=== Source data ===
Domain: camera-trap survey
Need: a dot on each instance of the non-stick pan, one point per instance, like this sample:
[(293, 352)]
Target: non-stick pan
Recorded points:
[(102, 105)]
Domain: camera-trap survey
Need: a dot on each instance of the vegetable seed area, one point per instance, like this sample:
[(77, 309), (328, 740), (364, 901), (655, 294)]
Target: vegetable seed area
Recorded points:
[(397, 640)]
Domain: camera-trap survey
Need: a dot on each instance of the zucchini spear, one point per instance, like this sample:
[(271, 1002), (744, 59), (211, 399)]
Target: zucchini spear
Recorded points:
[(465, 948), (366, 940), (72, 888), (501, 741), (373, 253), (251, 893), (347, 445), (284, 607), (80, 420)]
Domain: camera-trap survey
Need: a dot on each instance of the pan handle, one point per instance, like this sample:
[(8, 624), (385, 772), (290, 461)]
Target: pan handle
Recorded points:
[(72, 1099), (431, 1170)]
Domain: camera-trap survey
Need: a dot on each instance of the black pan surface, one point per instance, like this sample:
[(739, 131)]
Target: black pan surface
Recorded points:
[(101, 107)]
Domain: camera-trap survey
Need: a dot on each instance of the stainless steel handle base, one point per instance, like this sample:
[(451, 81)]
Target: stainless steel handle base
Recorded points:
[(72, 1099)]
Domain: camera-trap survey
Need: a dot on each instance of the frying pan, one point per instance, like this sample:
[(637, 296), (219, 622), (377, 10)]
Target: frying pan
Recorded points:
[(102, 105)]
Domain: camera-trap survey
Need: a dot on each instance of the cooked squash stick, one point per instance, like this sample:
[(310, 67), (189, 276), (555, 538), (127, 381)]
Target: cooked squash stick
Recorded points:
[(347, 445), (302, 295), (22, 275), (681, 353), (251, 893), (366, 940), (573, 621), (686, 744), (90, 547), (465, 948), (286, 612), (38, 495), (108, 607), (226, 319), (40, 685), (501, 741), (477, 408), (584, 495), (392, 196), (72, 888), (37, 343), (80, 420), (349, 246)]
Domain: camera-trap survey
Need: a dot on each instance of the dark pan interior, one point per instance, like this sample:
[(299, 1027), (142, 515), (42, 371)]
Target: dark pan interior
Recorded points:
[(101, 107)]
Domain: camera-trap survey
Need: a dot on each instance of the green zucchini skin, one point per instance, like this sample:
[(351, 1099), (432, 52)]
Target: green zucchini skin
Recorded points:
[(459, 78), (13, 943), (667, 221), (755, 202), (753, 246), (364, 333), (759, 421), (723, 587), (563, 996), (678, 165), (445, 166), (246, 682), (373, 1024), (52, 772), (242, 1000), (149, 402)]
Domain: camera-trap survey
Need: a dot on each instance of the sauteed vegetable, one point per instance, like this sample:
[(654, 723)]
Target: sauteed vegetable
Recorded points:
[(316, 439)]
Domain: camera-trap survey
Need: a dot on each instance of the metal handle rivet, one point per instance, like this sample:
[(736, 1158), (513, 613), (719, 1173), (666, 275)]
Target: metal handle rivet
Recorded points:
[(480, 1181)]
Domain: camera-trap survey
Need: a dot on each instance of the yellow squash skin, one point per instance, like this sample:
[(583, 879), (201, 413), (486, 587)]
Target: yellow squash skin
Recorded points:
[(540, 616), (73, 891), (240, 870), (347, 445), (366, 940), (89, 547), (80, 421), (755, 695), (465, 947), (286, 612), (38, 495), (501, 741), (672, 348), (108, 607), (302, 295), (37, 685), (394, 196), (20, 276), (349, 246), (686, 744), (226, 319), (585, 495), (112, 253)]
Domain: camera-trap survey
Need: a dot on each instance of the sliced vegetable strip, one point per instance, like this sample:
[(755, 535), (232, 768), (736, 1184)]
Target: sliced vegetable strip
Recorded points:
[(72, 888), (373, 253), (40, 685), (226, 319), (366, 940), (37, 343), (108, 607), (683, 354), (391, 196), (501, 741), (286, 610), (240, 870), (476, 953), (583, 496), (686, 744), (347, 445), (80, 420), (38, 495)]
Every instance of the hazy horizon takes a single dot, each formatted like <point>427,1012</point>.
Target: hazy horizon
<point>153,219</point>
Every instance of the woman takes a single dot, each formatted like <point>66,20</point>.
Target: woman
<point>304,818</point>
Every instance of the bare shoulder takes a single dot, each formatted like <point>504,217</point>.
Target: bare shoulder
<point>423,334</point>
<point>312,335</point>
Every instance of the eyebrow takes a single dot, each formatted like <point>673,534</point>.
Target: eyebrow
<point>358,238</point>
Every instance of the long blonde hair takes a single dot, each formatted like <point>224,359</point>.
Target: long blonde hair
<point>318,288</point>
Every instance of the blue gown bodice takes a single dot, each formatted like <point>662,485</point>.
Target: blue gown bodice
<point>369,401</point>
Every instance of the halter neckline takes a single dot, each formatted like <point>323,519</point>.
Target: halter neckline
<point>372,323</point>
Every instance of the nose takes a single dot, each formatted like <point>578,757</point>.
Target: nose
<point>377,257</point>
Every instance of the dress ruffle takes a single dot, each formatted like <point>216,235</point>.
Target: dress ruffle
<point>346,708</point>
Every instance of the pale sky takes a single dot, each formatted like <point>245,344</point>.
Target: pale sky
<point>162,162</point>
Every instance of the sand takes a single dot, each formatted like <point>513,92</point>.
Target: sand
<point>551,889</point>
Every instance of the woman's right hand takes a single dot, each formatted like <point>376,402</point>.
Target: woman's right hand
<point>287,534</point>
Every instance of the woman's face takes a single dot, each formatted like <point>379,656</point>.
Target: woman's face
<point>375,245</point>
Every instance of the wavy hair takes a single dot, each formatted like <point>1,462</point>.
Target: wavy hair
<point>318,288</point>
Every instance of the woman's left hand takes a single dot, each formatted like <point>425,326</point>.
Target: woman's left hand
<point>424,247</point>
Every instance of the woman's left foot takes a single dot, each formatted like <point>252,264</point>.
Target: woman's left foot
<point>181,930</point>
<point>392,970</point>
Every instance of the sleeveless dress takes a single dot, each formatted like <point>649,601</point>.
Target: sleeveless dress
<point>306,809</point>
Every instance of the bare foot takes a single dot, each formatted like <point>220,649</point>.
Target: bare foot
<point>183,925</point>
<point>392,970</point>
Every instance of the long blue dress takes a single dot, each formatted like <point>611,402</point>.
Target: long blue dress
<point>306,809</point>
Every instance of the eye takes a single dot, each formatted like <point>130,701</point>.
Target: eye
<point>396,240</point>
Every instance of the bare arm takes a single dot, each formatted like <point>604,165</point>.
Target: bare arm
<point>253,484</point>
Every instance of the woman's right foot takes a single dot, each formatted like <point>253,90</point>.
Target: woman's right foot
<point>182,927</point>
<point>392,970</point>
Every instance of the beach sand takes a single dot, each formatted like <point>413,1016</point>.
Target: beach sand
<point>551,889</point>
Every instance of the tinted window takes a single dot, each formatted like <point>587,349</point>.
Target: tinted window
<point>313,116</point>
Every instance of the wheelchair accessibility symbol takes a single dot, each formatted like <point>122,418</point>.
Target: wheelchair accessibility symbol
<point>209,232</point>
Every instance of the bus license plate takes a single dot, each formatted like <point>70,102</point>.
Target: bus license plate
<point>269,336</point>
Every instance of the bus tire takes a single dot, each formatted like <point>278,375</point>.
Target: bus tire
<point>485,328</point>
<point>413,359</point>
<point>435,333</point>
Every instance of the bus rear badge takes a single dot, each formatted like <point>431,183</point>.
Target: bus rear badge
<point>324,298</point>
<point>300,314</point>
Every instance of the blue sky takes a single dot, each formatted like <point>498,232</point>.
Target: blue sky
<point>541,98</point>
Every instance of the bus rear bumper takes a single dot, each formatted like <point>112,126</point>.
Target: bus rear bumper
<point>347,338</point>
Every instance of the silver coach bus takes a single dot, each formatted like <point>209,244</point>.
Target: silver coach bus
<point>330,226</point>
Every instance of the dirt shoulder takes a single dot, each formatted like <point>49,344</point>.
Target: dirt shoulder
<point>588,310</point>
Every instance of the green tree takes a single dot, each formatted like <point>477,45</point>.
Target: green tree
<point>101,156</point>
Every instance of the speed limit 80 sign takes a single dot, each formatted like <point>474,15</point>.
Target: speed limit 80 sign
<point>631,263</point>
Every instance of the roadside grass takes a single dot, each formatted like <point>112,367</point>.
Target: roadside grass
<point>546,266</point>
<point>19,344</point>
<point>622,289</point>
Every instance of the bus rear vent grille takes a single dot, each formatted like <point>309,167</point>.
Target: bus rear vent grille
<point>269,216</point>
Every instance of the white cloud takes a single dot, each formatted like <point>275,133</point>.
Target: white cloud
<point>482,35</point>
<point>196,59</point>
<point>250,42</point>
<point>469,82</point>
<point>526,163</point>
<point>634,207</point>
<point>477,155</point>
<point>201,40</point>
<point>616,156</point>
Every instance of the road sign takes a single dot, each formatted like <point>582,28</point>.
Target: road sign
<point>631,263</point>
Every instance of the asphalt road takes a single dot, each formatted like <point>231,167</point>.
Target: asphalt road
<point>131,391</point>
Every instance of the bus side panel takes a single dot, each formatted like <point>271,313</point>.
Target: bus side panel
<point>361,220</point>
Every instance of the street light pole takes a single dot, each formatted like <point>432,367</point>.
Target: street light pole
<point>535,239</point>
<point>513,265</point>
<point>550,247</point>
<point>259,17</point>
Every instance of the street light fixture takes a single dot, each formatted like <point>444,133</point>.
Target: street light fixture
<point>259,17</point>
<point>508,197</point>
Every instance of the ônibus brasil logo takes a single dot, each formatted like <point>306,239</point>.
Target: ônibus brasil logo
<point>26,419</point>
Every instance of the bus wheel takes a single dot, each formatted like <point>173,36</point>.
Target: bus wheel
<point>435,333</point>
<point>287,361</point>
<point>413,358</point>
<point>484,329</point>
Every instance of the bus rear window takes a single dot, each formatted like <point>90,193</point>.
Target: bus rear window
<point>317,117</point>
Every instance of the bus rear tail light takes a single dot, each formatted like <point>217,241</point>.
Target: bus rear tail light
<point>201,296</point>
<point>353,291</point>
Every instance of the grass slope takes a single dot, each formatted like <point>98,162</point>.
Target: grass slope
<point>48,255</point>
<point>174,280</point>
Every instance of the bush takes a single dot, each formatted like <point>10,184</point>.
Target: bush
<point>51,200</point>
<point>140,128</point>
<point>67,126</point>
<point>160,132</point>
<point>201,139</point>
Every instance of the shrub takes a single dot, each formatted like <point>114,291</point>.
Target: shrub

=== Task directions ===
With the first line being the one containing "[(654, 723)]" and the last line the one containing "Every instance of the woman takes", transcribe exactly the lines above that fall in that range.

=== Solution to this exercise ===
[(654, 723)]
Target: sauteed vegetable
Recorded points:
[(316, 439)]
Domain: camera-trap survey
Need: a dot on each instance of the metal handle rivet, one point per instance, like this sample:
[(736, 1158), (513, 613), (719, 1173), (666, 275)]
Target: metal handle rivet
Recorded points:
[(480, 1181)]
Domain: camera-trap survey
Need: a dot on each instance of the yellow squash skin, one point per instance, like this sample:
[(583, 879), (201, 413), (486, 587)]
Target: yellow squash skin
Recorded points:
[(540, 616), (73, 891), (240, 870), (347, 445), (366, 940), (89, 547), (80, 421), (755, 695), (465, 947), (286, 612), (38, 495), (501, 741), (672, 348), (108, 607), (302, 295), (37, 685), (394, 196), (20, 276), (349, 246), (686, 744), (226, 319), (585, 495), (112, 253)]
Domain: camera-trap survey
Need: a dot on each instance of the sliced vegetable strip, one point per instance, like this sample:
[(755, 535), (232, 768), (736, 1184)]
Target: sliced vegetable strip
Recorded points:
[(72, 888), (373, 253), (40, 685), (226, 319), (366, 940), (37, 343), (108, 607), (683, 354), (391, 196), (501, 741), (286, 610), (240, 870), (476, 953), (583, 496), (686, 744), (347, 445), (80, 420), (38, 495)]
Every instance of the hazy horizon takes a single dot, each formatted like <point>427,1012</point>.
Target: hazy horizon
<point>153,219</point>
Every instance of the woman takes a single dot, each formatted like <point>66,20</point>.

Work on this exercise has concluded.